* EXERCISE TASK
In the listing below, reproduce the lines from the one containing "Could you identify the car door frame" through the end of the listing, with every occurrence of "record" replaced by "report" and everything else left unchanged.

* Data entries
'''

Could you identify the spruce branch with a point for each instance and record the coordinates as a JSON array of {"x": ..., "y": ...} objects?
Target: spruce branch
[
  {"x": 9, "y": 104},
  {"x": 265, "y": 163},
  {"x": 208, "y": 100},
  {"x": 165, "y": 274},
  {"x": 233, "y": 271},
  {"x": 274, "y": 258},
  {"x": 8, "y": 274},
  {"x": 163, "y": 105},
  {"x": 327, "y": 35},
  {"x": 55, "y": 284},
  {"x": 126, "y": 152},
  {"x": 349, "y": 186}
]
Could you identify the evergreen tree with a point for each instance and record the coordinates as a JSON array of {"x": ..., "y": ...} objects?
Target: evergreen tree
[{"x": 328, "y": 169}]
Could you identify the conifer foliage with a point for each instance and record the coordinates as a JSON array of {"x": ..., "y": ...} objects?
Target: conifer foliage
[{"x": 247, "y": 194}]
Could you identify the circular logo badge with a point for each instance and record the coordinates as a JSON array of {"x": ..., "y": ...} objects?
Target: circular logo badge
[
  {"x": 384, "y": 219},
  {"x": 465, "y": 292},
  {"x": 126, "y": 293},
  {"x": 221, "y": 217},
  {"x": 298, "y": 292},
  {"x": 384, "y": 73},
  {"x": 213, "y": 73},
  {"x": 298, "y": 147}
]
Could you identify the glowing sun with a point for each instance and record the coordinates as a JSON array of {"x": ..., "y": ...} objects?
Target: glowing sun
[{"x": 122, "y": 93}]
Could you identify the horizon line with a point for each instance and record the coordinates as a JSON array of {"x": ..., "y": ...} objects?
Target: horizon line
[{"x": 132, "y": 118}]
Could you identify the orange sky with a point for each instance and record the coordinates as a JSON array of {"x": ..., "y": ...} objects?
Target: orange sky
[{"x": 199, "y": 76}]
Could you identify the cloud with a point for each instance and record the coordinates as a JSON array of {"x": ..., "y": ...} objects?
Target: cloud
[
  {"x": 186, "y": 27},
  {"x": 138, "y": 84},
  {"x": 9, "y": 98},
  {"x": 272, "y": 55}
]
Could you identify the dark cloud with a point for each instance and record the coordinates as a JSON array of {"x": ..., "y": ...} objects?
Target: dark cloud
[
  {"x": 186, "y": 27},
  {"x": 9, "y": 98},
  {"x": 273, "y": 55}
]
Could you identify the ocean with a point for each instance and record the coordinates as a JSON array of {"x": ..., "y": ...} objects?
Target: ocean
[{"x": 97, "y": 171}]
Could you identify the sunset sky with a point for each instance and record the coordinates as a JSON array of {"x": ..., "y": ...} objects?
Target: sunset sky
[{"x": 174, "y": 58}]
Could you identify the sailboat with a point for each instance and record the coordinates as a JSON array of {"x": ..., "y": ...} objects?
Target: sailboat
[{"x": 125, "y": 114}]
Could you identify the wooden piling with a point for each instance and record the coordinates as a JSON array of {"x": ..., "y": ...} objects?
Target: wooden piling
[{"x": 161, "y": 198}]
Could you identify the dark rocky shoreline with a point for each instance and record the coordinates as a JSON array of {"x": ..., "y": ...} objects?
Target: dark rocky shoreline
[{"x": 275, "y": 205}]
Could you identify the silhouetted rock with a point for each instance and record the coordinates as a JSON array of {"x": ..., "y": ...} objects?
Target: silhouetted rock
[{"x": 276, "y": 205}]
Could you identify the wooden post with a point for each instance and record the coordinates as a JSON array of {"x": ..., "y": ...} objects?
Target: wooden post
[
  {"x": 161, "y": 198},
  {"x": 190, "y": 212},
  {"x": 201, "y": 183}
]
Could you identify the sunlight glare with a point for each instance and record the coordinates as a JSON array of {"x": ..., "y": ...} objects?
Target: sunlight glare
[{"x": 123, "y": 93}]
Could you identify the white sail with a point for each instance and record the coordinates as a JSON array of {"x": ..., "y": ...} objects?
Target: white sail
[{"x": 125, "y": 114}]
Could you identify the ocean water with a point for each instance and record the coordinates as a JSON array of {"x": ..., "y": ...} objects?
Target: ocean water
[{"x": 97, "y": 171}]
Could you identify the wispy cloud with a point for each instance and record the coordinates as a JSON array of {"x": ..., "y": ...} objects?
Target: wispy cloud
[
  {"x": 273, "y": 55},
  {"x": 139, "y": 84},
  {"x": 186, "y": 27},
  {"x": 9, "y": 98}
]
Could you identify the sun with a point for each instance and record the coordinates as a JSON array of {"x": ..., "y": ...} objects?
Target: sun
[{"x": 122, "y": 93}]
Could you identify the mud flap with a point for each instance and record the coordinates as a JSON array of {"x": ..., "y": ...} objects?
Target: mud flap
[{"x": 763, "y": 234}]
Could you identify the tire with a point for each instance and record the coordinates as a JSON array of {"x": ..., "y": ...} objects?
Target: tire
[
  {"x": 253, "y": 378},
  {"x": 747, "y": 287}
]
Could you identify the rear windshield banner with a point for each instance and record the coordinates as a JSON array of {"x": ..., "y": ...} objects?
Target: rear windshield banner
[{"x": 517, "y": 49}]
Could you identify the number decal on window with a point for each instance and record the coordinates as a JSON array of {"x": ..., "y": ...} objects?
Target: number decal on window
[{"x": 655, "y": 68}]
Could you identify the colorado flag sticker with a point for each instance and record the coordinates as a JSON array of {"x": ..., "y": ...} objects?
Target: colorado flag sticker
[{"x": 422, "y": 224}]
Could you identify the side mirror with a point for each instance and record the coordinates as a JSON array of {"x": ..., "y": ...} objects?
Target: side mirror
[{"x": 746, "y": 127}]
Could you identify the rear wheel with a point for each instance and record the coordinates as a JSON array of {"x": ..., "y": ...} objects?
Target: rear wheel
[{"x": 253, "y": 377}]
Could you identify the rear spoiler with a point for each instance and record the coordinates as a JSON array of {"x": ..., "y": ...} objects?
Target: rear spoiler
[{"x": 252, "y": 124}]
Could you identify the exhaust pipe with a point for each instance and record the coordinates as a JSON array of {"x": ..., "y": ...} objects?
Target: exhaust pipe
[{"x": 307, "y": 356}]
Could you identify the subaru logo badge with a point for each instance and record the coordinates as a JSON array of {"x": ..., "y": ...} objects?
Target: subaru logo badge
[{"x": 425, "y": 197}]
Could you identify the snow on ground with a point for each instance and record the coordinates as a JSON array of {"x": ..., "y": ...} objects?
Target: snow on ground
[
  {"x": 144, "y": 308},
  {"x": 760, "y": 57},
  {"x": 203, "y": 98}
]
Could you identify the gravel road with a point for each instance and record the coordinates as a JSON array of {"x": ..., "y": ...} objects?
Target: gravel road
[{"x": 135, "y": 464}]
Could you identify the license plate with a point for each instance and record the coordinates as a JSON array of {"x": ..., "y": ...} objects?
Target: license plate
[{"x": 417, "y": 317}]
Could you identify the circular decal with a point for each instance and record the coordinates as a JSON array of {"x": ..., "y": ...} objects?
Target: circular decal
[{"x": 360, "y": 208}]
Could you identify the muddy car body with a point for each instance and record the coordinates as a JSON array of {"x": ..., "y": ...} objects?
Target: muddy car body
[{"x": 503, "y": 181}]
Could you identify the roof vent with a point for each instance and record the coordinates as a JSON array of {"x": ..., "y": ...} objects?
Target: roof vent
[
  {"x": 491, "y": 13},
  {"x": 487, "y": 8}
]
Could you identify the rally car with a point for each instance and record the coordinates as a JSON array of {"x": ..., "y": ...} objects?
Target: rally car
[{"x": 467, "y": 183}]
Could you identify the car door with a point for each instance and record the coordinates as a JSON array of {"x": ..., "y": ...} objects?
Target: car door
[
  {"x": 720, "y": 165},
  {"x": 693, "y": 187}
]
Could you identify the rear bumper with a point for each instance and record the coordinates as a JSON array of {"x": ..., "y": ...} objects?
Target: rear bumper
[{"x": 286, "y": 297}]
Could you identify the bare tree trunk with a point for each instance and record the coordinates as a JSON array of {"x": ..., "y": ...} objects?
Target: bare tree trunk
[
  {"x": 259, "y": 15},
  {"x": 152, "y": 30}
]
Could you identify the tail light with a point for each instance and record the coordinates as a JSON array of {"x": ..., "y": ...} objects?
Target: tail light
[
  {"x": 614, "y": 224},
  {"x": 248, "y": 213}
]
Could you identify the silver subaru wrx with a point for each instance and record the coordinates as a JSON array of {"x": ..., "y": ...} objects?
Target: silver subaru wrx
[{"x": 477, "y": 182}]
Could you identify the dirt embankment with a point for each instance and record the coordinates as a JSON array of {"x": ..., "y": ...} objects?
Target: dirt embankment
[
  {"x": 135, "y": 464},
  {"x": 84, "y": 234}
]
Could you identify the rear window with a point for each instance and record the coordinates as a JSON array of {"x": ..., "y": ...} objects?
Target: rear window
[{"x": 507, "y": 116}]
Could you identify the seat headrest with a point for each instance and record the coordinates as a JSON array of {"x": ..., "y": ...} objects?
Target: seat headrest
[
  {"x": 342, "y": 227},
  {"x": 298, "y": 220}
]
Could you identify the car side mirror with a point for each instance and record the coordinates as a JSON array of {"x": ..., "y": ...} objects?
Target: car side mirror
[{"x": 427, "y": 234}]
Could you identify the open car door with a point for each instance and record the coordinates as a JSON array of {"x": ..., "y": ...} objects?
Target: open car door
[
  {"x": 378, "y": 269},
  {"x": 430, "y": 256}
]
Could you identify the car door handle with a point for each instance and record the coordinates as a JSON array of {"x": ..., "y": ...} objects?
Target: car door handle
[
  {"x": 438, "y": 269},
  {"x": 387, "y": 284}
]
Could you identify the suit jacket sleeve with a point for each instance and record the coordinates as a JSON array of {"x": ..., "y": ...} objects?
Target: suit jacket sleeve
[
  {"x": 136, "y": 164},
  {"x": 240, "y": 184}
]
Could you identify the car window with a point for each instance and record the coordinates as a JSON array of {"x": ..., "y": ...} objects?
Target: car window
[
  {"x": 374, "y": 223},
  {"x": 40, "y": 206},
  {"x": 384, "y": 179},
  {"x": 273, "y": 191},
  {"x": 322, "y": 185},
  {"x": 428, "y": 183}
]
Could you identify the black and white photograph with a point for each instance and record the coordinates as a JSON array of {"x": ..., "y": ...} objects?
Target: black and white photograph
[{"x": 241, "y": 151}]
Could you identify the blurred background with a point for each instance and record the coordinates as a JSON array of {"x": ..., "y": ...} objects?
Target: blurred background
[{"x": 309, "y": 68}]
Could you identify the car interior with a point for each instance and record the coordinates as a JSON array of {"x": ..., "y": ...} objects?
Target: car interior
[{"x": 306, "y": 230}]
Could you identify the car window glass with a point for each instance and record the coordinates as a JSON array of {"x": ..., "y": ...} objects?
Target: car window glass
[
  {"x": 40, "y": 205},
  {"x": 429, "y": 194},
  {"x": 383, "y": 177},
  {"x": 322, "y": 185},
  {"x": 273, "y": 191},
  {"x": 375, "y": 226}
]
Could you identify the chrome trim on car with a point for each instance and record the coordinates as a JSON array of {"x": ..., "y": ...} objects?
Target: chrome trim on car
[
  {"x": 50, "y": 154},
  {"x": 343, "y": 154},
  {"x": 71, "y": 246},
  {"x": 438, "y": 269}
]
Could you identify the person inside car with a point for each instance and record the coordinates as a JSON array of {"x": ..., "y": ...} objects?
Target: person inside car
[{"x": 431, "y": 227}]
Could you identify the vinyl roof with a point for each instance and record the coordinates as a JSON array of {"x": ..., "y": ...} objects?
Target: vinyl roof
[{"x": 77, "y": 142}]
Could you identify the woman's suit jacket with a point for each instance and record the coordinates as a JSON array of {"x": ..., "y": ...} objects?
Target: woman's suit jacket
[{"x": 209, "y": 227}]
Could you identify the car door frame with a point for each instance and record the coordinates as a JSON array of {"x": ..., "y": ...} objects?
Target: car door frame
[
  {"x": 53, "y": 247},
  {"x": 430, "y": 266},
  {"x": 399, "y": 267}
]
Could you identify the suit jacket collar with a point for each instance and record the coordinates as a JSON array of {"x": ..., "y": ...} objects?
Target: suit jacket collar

'''

* FINISHED EXERCISE
Could you identify the car door frame with a point for each instance and report the coordinates as a JSON array of {"x": ..., "y": ...} objects?
Target: car door frame
[
  {"x": 53, "y": 247},
  {"x": 430, "y": 266},
  {"x": 399, "y": 267}
]
Could you identify the suit jacket collar with a point for each instance and report the coordinates as a JSON array of {"x": ..., "y": ...} objects?
Target: suit jacket collar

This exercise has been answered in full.